→ DOCUMENT SEGMENT

Latest diesel tech delivers admirable economy, but at a high cost

What is it?

It’s Audi’s A3 with a reworked 1.9-litre turbodiesel engine, revised gear ratios, tweaked aerodynamics, low-resistence tyres and a ‘recommended gear’ display on the dash. The result is a CO2 figure of 119g/km, allowing the A3 TDI e to sneak under London’s proposed congestion charge cut-off.

What’s it like?

Frugal; we raised eyebrows at the claimed 62mpg but after a decent blend of motorway miles and urban crawl, we can believe it. But it’s noisy too. There’s real diesel clatter at start-up and it never really settles down; it sounds like a VW, not an Audi.

Curiously, the engine mods have resulted in a linear power delivery, with less turbo whoosh than most modern oil-burners. But then, if you use the suggested gears then you’ll spend most of your time rumbling along at between 1250 and 2500rpm anyway. It will cruise happily – but not silently – at motorway speeds, however.

→ DATA EXCERPTS
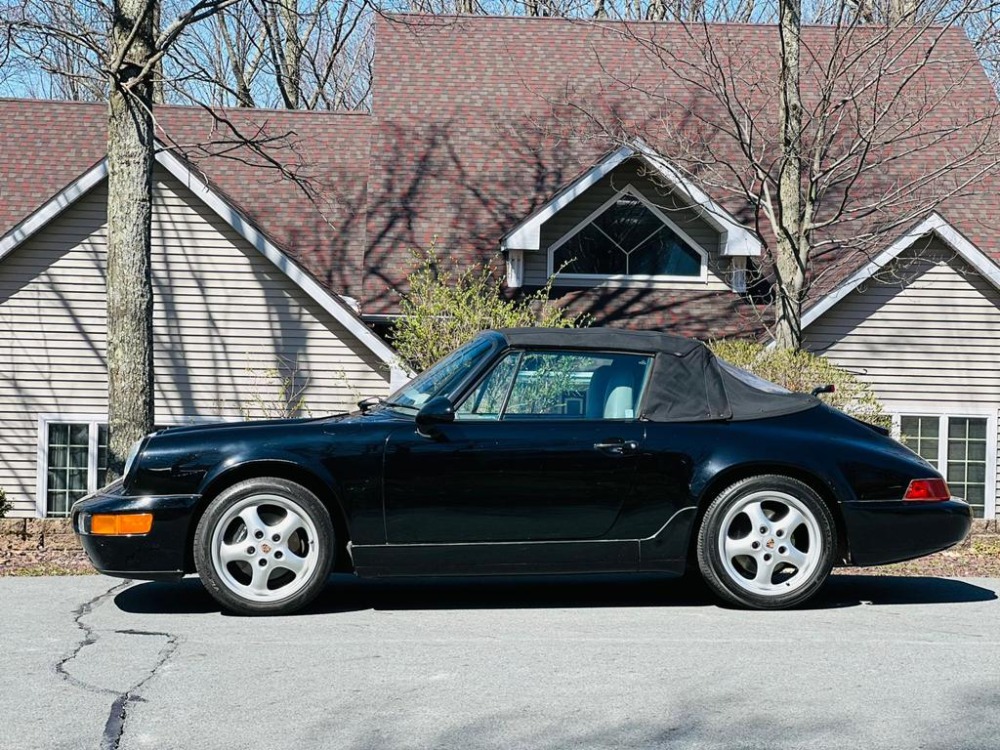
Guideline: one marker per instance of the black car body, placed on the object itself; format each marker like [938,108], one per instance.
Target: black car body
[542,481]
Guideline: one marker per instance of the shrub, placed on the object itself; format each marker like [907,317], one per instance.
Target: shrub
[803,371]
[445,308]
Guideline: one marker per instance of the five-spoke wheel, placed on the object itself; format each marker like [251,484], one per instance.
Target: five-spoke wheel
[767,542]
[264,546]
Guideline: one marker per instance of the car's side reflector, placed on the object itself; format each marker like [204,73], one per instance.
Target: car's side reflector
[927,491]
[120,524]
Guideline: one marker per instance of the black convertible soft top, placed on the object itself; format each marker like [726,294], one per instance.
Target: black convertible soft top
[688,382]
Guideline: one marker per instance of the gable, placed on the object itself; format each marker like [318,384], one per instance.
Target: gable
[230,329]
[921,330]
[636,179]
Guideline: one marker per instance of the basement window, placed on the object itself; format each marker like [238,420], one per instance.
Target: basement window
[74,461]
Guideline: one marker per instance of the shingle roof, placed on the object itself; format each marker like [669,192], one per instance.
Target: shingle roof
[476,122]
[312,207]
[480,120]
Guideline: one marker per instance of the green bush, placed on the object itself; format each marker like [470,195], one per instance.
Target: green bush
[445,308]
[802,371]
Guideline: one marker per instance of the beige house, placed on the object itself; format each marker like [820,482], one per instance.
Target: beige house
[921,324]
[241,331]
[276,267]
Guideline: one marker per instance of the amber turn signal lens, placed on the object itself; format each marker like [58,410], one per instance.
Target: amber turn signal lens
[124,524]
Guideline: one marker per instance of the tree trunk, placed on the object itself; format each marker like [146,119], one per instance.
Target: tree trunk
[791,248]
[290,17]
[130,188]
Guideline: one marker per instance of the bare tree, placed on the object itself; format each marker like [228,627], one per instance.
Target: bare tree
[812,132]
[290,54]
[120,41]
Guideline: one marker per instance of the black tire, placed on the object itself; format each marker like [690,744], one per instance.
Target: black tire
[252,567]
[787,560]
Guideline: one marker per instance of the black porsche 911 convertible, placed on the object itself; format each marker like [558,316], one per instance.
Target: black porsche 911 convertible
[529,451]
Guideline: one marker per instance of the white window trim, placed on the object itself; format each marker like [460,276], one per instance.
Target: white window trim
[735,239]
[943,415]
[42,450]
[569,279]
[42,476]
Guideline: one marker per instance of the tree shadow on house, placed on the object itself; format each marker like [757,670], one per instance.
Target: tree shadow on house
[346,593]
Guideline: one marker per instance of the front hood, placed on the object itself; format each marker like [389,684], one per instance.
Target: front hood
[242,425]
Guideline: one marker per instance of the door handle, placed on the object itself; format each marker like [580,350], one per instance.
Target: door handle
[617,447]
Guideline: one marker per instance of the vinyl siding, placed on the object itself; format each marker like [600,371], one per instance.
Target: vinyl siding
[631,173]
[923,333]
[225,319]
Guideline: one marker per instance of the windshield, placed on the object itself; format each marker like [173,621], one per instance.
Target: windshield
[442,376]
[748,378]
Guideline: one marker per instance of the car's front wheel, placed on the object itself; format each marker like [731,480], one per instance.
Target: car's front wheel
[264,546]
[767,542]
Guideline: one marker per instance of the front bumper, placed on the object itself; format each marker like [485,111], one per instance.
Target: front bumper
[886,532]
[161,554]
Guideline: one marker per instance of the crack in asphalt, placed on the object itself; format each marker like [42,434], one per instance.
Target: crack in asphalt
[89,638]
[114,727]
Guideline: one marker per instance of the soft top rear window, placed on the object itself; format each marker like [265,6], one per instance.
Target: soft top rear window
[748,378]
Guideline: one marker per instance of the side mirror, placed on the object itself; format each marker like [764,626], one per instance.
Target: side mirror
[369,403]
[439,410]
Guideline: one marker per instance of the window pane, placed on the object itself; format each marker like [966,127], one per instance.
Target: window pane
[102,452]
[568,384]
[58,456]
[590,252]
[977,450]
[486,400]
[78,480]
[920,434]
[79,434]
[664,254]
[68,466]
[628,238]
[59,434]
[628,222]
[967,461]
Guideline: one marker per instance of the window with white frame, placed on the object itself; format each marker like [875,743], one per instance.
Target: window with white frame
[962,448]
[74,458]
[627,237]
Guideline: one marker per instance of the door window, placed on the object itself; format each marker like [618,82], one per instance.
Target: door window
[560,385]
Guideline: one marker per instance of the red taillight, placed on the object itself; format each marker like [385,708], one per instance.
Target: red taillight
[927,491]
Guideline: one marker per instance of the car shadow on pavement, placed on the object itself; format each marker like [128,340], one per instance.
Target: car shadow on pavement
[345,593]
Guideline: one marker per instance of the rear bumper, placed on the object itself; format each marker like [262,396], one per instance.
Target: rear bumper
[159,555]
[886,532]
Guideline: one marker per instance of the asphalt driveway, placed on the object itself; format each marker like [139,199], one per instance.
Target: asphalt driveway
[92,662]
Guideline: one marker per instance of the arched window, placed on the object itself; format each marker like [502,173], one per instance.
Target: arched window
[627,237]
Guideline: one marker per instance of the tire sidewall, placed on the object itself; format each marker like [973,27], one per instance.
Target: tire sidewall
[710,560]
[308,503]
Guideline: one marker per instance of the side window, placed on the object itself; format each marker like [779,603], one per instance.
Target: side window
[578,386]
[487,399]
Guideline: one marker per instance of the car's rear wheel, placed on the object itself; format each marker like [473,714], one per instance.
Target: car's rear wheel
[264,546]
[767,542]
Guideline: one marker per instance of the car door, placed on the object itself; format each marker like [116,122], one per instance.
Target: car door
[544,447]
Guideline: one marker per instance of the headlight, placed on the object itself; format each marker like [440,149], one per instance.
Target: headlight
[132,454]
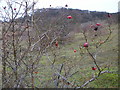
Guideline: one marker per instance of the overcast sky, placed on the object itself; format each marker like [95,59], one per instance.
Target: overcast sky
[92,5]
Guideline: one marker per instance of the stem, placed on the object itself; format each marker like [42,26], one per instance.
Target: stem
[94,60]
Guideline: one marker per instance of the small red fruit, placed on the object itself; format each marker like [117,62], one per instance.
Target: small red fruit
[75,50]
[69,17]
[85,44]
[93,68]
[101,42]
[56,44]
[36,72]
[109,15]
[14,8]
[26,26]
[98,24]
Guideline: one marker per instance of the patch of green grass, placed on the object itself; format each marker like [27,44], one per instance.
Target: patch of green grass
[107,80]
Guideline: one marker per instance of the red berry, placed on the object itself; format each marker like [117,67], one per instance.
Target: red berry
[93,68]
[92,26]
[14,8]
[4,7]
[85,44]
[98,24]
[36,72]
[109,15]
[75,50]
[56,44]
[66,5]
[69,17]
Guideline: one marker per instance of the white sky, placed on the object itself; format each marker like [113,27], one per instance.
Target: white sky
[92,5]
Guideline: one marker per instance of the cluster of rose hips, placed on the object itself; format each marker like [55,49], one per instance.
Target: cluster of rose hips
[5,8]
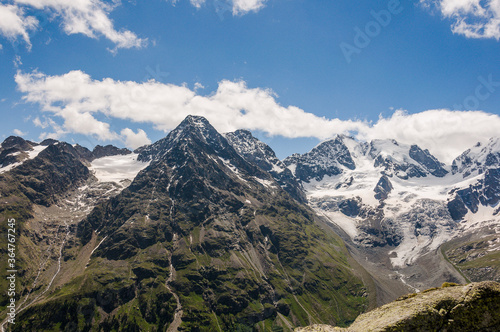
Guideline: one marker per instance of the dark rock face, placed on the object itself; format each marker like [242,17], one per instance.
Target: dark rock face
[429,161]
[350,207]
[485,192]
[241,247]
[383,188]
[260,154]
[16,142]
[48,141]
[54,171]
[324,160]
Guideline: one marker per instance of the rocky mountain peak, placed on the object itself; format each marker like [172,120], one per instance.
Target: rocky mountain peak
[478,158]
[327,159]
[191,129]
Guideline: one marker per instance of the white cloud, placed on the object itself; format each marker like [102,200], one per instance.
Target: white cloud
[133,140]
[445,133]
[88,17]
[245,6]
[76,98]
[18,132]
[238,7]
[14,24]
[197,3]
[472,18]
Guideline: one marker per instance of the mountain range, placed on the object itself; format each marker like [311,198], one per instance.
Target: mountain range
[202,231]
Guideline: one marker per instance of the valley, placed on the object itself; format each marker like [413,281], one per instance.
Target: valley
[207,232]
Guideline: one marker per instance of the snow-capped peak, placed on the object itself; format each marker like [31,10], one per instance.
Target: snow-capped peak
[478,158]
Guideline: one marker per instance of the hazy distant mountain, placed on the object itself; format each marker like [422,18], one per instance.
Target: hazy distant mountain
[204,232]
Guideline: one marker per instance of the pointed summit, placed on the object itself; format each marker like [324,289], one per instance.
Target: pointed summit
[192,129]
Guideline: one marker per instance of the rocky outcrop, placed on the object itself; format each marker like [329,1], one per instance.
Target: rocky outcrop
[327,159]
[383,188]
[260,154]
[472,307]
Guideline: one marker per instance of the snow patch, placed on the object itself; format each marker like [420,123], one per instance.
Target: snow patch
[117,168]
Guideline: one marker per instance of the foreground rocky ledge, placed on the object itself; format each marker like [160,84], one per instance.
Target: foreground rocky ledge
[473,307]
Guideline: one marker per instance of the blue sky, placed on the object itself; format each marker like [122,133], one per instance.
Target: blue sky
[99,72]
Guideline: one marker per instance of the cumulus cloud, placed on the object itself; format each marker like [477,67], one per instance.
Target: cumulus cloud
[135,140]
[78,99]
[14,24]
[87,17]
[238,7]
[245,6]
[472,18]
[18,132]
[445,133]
==
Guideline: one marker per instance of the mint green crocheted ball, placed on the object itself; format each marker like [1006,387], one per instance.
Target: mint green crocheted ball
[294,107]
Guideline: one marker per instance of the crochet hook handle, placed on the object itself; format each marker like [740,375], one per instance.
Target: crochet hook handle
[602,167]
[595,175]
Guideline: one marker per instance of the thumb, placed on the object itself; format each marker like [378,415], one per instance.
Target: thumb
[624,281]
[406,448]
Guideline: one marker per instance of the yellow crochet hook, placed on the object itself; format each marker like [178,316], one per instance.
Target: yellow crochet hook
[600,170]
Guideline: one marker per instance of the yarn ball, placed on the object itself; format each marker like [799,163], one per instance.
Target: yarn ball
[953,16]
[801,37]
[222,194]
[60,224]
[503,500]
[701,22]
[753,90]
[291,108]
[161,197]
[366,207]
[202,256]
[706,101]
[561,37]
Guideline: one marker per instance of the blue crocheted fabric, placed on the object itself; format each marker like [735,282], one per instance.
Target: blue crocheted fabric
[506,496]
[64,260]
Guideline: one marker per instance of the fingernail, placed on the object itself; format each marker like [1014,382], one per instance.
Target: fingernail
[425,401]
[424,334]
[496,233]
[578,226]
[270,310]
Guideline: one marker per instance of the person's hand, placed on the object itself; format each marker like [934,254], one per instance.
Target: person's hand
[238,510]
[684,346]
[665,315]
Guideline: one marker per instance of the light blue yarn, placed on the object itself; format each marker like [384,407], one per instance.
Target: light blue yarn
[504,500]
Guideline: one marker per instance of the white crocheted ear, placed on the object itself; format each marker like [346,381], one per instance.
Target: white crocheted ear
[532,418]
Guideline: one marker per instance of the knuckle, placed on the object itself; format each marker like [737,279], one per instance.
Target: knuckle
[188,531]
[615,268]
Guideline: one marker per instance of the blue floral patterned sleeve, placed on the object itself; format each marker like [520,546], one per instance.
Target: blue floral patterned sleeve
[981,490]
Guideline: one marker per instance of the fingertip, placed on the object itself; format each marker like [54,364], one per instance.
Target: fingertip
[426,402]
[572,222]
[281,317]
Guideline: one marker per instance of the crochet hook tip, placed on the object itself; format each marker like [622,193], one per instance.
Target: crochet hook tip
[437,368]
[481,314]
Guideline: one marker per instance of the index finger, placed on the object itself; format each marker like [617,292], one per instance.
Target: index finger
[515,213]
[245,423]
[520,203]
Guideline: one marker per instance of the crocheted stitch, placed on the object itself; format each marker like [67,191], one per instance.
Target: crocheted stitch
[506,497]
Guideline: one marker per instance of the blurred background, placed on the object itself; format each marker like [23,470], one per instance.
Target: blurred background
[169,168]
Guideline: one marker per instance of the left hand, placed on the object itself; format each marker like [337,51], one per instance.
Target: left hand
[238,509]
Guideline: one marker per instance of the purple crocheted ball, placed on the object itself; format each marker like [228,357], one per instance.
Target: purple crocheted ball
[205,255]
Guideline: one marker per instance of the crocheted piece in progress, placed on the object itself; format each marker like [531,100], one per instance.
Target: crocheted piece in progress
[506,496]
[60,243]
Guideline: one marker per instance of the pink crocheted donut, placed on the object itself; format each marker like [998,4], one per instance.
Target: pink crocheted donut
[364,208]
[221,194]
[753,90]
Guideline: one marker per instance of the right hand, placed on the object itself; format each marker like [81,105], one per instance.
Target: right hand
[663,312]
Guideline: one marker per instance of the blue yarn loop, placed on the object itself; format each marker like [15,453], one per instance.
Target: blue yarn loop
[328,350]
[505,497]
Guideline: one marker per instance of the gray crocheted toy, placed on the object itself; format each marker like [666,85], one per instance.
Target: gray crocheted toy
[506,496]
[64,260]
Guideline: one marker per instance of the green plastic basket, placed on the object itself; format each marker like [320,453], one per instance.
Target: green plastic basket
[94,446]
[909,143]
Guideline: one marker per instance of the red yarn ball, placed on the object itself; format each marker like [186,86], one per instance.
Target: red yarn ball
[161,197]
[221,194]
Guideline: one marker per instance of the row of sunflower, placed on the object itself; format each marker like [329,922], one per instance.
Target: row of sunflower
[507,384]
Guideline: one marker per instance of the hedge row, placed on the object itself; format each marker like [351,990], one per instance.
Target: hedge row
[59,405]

→ INSTRUCTIONS TO FOLLOW
Turn the paragraph of the Audi A3 review that begins "Frugal; we raised eyebrows" into a brief bulleted list that keeps its main facts. The rows are separate material and have no connection to the Audi A3 review.

→ EXERCISE RESULT
- Fuel economy is frugal: the claimed 62mpg seemed believable after a mix of motorway and urban driving.
- The engine is noisy, with diesel clatter at start-up that never really settles down.
- It sounds like a VW rather than an Audi.